▶ **Task directions**: Copy every one of the entries below word for word, leaving the pictures out.

(Entries from a point-labeling set)
* start *
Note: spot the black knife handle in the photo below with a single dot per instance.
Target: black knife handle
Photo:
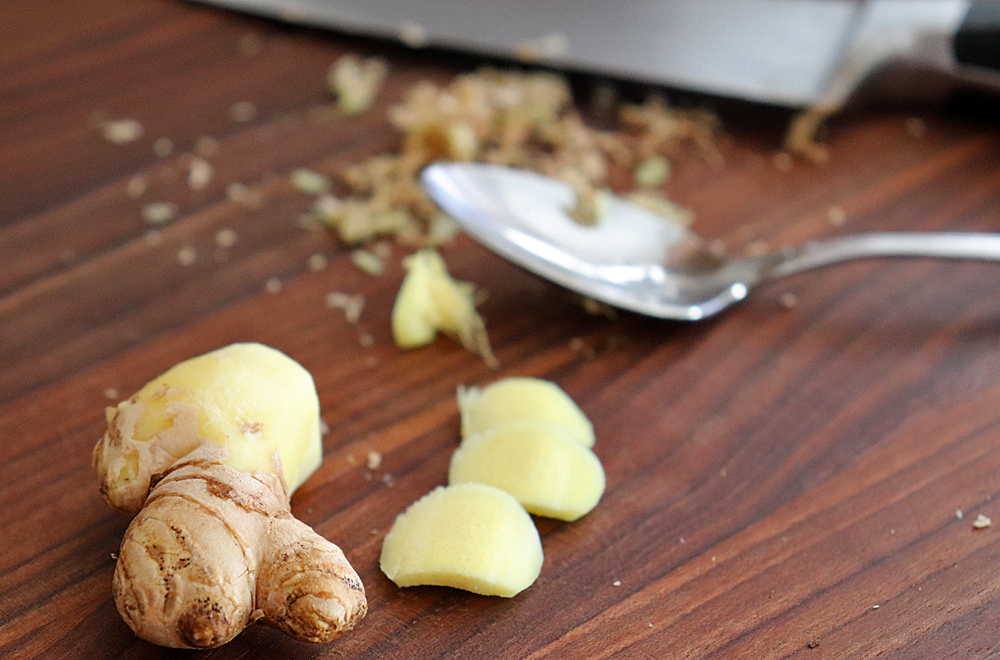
(977, 42)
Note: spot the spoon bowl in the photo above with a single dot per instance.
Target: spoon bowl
(638, 260)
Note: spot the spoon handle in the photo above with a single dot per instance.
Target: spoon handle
(814, 254)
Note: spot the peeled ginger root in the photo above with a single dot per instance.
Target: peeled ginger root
(430, 300)
(469, 536)
(205, 457)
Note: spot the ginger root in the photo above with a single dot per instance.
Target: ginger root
(205, 457)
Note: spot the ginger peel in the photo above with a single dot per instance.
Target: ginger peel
(202, 457)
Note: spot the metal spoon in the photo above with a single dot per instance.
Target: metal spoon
(637, 260)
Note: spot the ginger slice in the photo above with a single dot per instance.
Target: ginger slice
(522, 399)
(468, 536)
(549, 472)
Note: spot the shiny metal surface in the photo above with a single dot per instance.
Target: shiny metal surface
(640, 261)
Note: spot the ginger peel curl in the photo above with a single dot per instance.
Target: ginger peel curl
(200, 457)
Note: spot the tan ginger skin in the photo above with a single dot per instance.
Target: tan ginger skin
(211, 548)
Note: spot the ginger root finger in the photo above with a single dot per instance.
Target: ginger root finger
(213, 546)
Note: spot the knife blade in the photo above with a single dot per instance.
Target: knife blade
(787, 52)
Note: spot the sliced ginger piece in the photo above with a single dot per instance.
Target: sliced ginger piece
(468, 536)
(549, 472)
(430, 300)
(205, 457)
(517, 399)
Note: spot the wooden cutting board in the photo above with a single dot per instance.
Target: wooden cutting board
(783, 480)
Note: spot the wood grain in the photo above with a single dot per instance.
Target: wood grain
(781, 482)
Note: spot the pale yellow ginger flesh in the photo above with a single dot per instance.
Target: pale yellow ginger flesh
(205, 457)
(430, 300)
(518, 399)
(549, 472)
(468, 536)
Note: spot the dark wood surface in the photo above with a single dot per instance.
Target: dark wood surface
(781, 482)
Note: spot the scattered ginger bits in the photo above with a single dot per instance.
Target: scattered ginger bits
(429, 300)
(356, 81)
(545, 468)
(468, 536)
(205, 457)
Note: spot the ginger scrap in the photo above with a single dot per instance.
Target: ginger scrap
(429, 300)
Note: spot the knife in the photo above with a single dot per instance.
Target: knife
(795, 53)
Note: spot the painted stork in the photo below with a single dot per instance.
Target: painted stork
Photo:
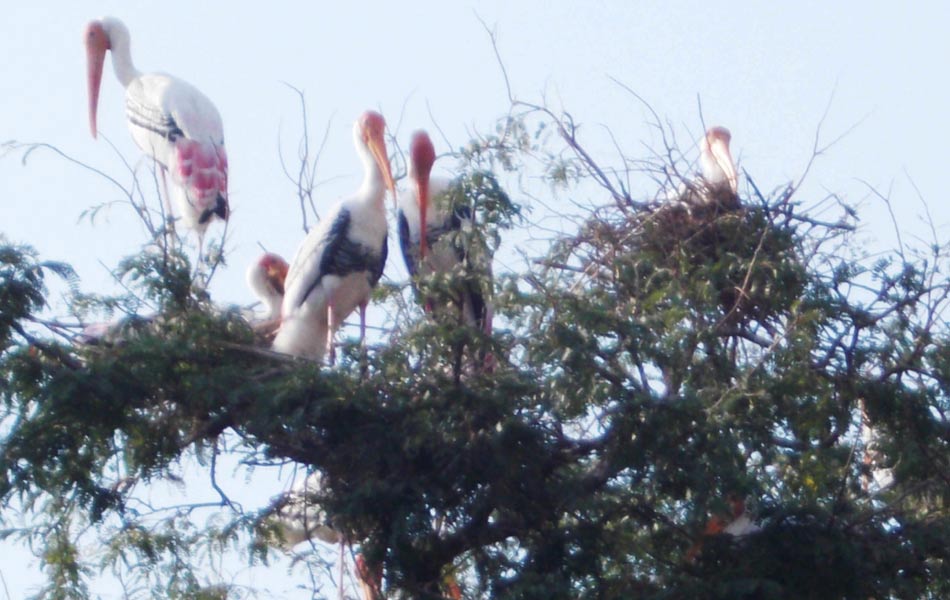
(427, 224)
(298, 517)
(171, 121)
(715, 160)
(342, 259)
(266, 278)
(739, 525)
* end *
▶ **Result of this task**:
Note: spot the black knife handle in the photo below with a single dot per instance.
Target: black knife handle
Photo:
(977, 42)
Note: spot the spoon bowl in the photo above with a single dot per instance.
Target: spoon bowl
(638, 260)
Note: spot the spoon handle in the photo above with a single dot per instance.
Target: spoon handle
(814, 254)
Note: spot the peeled ginger root in the photo above with a single dot per instance.
Target: peeled ginger root
(430, 300)
(469, 536)
(205, 457)
Note: spot the ginger root in the photo above with a single dot per instance.
Target: ginger root
(205, 457)
Note: spot the ginger peel in the photo above with a single dot per instance.
Target: ginger peel
(202, 457)
Note: spot the metal spoon in the photo above with a single dot per instance.
Target: metal spoon
(637, 260)
Note: spot the ginger slice in the photo above with a single dot per instance.
Target: ginger slice
(522, 399)
(468, 536)
(549, 472)
Note: spot the shiny metal surface in the photo above with a single dot per instance.
Target: shiny metal surface
(640, 261)
Note: spot the ginger peel curl in the photo above with a single dot per instance.
Target: ginger peel curl
(200, 457)
Note: spot the tan ginger skin in the photo above with a single dot per instance.
Target: tan ginger skin
(211, 548)
Note: spot the ginger root finger in the photo above with a single dot per instance.
Target: ginger root finger
(213, 546)
Note: spot the knife blade in the photo above with a single dot per instance.
Target: knife blade
(787, 52)
Note: spot the sliced ginger piece in the photo above with a single dot per instance.
Target: sliced ginger piece
(468, 536)
(549, 472)
(430, 300)
(205, 457)
(517, 399)
Note: spot the wooden cutting board in the photo above with a single dot per instance.
Target: wooden cutting board
(783, 480)
Note: spot the wood grain in the photo above with a single dot per instance.
Target: wood grain
(781, 482)
Note: spot the pale yellow ginger flesh in the photo above with a single dot per instance.
Target: pale yellow ginger flesh
(205, 457)
(430, 300)
(518, 399)
(549, 472)
(468, 536)
Note: spot the dark wood surface in the photo above with a single dot per instance.
Target: dark wood surface
(781, 482)
Note: spot the scattered ginger bits in the photo above with a single dot per instance.
Target: scattered ginger bits
(429, 300)
(356, 81)
(545, 468)
(468, 536)
(205, 457)
Note: spot the ginger scrap in the photo above with a single dot per instance.
Target: ginger scrap
(429, 300)
Note: spot the knife in the photo above with a single dot per instance.
Target: knife
(795, 53)
Note: spot the painted stork in the photo below with a single dot per instance.
Target: painted stork
Photo:
(427, 224)
(298, 517)
(171, 121)
(715, 160)
(342, 259)
(266, 278)
(739, 525)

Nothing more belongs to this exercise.